Labeled-object pointing entries
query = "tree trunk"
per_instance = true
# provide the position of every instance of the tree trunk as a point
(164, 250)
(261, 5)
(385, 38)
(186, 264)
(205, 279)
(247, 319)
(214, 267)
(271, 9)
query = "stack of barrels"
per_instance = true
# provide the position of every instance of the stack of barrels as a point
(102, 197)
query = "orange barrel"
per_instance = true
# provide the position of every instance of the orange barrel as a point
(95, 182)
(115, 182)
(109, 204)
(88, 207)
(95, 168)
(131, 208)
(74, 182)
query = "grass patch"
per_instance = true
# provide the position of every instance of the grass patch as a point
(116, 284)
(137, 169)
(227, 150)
* * *
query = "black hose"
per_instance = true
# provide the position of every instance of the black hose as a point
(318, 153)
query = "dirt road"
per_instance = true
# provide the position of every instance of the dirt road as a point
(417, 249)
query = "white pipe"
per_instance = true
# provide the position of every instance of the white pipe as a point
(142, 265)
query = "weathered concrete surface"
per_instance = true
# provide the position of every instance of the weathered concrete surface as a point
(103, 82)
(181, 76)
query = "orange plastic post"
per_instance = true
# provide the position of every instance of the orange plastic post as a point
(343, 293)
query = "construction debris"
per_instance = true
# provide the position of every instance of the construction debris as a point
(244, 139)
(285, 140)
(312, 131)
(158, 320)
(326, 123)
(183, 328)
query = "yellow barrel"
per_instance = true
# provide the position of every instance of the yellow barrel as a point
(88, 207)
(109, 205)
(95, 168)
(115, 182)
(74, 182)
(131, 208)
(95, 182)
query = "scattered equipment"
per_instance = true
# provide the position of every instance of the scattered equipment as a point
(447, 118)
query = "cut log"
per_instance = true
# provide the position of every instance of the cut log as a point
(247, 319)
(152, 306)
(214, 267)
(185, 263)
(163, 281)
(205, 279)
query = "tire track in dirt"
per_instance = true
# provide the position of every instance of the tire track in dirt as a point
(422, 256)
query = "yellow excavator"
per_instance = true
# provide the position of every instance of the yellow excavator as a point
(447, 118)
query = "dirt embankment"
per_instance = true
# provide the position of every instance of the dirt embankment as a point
* * *
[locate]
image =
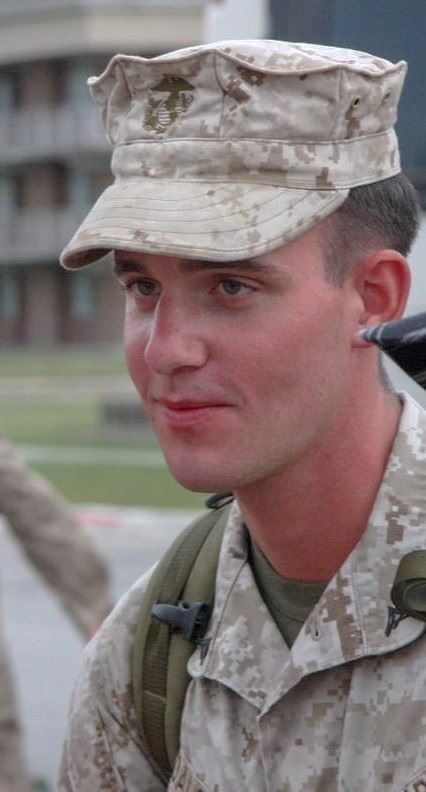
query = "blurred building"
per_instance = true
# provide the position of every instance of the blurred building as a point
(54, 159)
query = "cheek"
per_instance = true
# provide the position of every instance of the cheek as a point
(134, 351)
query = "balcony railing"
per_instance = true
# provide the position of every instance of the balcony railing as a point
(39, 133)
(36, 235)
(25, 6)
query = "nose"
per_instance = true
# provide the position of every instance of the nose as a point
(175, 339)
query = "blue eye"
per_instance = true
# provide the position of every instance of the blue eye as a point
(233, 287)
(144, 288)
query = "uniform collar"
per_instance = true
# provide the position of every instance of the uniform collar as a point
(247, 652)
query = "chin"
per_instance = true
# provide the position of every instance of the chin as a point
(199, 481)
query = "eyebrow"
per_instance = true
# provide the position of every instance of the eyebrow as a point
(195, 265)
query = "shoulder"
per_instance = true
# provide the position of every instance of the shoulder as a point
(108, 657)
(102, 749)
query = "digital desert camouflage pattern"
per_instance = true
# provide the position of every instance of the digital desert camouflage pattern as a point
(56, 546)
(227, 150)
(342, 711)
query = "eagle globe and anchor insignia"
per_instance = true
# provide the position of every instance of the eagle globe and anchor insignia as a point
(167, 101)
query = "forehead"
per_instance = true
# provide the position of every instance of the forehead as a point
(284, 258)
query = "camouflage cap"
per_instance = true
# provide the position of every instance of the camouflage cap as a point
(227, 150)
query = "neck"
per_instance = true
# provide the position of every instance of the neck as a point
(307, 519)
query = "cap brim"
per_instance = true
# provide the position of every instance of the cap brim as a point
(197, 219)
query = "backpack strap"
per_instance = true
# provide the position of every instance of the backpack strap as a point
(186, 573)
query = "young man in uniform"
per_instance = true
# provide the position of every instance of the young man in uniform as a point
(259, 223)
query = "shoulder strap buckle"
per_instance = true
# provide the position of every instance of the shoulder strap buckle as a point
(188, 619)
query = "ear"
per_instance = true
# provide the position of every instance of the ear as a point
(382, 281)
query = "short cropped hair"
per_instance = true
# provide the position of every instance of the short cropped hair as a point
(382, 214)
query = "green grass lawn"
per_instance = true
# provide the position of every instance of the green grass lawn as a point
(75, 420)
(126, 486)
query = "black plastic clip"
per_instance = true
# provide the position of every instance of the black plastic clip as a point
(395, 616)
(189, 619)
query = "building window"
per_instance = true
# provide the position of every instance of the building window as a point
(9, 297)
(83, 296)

Directive:
Extract every line of the entries that contains the string "hair".

Result of this task:
query = "short cropped hair"
# provide the position of every instance of the short cropped hair as a point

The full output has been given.